-- Start TEXT EXCERPT --
We have done perhaps close to a hundred jobs in Integral Color Finish over the years. I keep a file of all our color formulas. And it looks about that big. We use a lot of different sealer processes. In the past there was a product called 'Aqua Plastic" that worked well as a sealer. Sprayed on with an airless. When that became hard to come by we started priming with a coat of Ocon W-2. Followed with Sikkens water born polyuerathane. They were one of the first companies that I know of to create flat or very low luster water based sealers. A Sikkens rep came by the local paint store and met up with me one time. He gave me some Sikkens tee shirts for the crew and said I was buying more Sikkens product than just about anybody else in the Western Slope. (Don't know if that is all true or not.) And he wanted to know what we were doing with it all. I would buy fifty gallons at a whack. And that stuff ain't cheap. I always give the client an option for a paste wax top coat if they wish to pay for it.


----------



## endo_alley_revisited

But man. In the last five years all anybody wants around here is level five smooth. Can't hardly give away a plaster finish. Tastes are fickle. What really gets me is people have me bid out level three in the garage, closets, and pantry. Level four in the rest of the house. And level five in the living/great room. All to drop the price. But then when you do the work they expect it to be a level five quality everywhere. But for less money.


----------



## Nick Harmon

MrWillys said:


> Couldn't send you a PM
> 
> Nick,
> Is Fresco Harmony as simple as colored mud or is it sealed in some way? Scott


Sorry about that. I had to clean out some of the messages there. Yes, it's as simple as colored joint compound but just like any joint compound surface it needs to be sealed. Just like any surface application there's more to it. Modern Masters Venetian Topcoat works the best for sealer, but we've also used BEHR Venetian Topcoat. What Fresco Harmony has done is create a method to both duplicate color consistency with a corresponding color chart that makes communicating color as easy as possible. This enables professionals to accurately create color and communicate color with out inventing the wheel. Our colors have been painstakingly created over the last 12 years based on what clients and designers have chosen. I'm happy to send you a color pack and color chart to check out if you pm me your address. You can check out all our colors here http://frescoharmony.com/shop/


----------



## Nick Harmon

endo_alley_revisited said:


> We have done perhaps close to a hundred jobs in Integral Color Finish over the years. I keep a file of all our color formulas. And it looks about that big. We use a lot of different sealer processes. In the past there was a product called 'Aqua Plastic" that worked well as a sealer. Sprayed on with an airless. When that became hard to come by we started priming with a coat of Ocon W-2. Followed with Sikkens water born polyuerathane. They were one of the first companies that I know of to create flat or very low luster water based sealers. A Sikkens rep came by the local paint store and met up with me one time. He gave me some Sikkens tee shirts for the crew and said I was buying more Sikkens product than just about anybody else in the Western Slope. (Don't know if that is all true or not.) And he wanted to know what we were doing with it all. I would buy fifty gallons at a whack. And that stuff ain't cheap. I always give the client an option for a paste wax top coat if they wish to pay for it.
-- End TEXT EXCERPT --
GOALS
**a.** In the forum thread on integral color finishes, which product does Nick Harmon say works best as a sealer for Fresco Harmony?
**b.** Please write the next part of the forum thread on integral color finishes, picking up after its final sentence.
-- Start MATERIAL SUPPLIED --
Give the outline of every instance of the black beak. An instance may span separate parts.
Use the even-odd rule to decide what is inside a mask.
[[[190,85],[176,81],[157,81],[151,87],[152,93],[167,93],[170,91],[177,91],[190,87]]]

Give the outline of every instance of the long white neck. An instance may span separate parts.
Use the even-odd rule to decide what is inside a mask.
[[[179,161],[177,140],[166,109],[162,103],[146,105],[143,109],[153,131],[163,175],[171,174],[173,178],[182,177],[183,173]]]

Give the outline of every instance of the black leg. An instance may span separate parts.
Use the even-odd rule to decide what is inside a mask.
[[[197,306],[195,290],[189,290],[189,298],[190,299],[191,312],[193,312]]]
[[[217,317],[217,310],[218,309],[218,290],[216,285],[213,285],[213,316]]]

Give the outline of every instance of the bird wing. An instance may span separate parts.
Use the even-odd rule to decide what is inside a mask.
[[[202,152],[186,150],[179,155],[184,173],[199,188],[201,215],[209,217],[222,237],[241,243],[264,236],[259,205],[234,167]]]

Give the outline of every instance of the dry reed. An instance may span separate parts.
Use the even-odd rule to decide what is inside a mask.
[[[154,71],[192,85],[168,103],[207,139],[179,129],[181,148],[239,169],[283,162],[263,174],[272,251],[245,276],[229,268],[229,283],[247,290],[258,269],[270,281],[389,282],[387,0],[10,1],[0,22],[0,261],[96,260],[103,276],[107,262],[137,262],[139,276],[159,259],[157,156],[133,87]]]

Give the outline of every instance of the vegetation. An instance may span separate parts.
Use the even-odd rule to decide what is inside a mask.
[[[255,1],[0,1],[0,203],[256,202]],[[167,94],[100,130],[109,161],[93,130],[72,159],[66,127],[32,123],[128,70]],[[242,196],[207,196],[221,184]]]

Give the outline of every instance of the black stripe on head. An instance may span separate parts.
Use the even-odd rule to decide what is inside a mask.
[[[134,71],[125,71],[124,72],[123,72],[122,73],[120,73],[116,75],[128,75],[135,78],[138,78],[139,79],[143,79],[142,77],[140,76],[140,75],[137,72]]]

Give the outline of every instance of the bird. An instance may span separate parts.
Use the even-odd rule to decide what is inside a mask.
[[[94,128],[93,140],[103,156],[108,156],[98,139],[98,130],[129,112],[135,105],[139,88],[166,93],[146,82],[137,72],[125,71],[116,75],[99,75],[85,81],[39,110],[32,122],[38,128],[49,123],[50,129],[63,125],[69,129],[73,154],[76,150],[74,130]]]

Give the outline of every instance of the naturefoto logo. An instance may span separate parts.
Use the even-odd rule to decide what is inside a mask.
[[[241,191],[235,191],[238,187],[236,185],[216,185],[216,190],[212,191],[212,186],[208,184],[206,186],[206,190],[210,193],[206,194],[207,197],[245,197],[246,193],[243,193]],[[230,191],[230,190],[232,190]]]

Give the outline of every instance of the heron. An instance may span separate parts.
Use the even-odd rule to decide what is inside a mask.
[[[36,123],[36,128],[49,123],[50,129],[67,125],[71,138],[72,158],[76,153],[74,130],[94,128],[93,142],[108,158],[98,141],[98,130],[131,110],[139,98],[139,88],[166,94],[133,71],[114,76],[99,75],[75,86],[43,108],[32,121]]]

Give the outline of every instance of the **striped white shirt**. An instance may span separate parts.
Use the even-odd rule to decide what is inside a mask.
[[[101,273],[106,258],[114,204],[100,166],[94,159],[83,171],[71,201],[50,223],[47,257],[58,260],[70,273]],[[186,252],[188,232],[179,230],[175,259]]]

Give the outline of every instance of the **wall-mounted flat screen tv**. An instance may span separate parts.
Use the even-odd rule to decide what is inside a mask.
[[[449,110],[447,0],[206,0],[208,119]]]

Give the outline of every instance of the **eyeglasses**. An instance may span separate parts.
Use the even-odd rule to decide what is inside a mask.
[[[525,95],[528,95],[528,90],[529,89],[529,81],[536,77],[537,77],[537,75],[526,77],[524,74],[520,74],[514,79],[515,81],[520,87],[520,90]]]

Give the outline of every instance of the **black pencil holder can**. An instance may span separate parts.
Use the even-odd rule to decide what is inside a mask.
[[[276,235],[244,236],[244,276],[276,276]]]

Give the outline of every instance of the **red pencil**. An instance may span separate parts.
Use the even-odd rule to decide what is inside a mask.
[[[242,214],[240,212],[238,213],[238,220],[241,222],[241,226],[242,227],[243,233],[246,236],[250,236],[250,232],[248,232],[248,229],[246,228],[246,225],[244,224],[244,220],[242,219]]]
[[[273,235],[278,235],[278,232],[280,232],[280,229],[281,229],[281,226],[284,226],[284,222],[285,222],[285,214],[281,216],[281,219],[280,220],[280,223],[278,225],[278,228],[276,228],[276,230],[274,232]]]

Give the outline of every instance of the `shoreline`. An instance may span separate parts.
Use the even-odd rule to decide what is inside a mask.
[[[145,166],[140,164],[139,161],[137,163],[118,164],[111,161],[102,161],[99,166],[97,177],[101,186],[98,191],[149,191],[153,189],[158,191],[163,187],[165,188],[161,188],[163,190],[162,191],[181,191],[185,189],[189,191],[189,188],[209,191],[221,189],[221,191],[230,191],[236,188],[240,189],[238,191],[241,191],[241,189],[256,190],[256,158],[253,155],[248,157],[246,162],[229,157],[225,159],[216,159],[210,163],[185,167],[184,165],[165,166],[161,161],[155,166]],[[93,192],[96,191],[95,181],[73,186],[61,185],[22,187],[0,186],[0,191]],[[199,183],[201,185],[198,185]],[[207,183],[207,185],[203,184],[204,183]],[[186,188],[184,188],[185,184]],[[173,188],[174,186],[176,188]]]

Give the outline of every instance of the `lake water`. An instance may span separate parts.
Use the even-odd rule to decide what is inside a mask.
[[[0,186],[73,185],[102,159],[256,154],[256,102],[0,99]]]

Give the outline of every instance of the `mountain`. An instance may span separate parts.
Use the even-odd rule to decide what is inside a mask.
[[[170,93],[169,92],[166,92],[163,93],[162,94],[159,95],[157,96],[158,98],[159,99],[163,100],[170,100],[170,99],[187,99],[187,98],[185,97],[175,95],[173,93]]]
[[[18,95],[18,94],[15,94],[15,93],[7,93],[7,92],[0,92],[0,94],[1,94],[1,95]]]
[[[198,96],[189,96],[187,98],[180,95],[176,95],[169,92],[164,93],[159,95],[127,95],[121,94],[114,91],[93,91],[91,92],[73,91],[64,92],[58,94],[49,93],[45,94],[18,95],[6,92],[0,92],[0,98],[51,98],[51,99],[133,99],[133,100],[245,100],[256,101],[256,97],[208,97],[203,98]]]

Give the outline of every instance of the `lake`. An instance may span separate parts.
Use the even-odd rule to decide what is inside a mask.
-- End MATERIAL SUPPLIED --
RESULTS FOR THE EXERCISE
**a.** Modern Masters Venetian Topcoat.

**b.**
Great information! Venetian Topcoat is a troweled on, high viscosity, sealer that seems to be harder than anything I've seen. Even with the sealer we're down around .10 - .20 per sq ft total material cost. I'll research these sealers you're talking bout. I'm always interested in new sealer methods. Also I've spoken with many who claim to have done colored mud systems in the past but you're the only person I've come across that has done anything consistently with it so pardon my inquary. Yes, it can be a hard sell because it's different but when we compare cost with that of plaster, variance, american clay or even smooth finish we are competitive enough to sway their opinion. I find having like 10 sample boards on hand is invaluable. For the past 12 years I've managed to make a living and develop a market just doing Fresco Harmony. We've hung and finished, and ran Fresco Harmony on a couple houses but this is mostly curtisy as drywall profit margins 1/10 of what we see with Fresco Harmony. What I'd like to see is drywall professionals having something more to offer clients with a price point competitive to paint and texture. With the incorporation of some the innovative Trim-Tex methods on the market, I'd like to see the word, "artisan" brought back to drywall skills that are highly underrated in the construction industry.


----------



## endo_alley_revisited

Nick Harmon said:


> Great information! Venetian Topcoat is a troweled on, high viscosity, sealer that seems to be harder than anything I've seen. Even with the sealer we're down around .10 - .20 per sq ft total material cost. I'll research these sealers you're talking bout. I'm always interested in new sealer methods. Also I've spoken with many who claim to have done colored mud systems in the past but you're the only person I've come across that has done anything consistently with it so pardon my inquary. Yes, it can be a hard sell because it's different but when we compare cost with that of plaster, variance, american clay or even smooth finish we are competitive enough to sway their opinion. I find having like 10 sample boards on hand is invaluable. For the past 12 years I've managed to make a living and develop a market just doing Fresco Harmony. We've hung and finished, and ran Fresco Harmony on a couple houses but this is mostly curtisy as drywall profit margins 1/10 of what we see with Fresco Harmony. What I'd like to see is drywall professionals having something more to offer clients with a price point competitive to paint and texture. With the incorporation of some the innovative Trim-Tex methods on the market, I'd like to see the word, "artisan" brought back to drywall skills that are highly underrated in the construction industry.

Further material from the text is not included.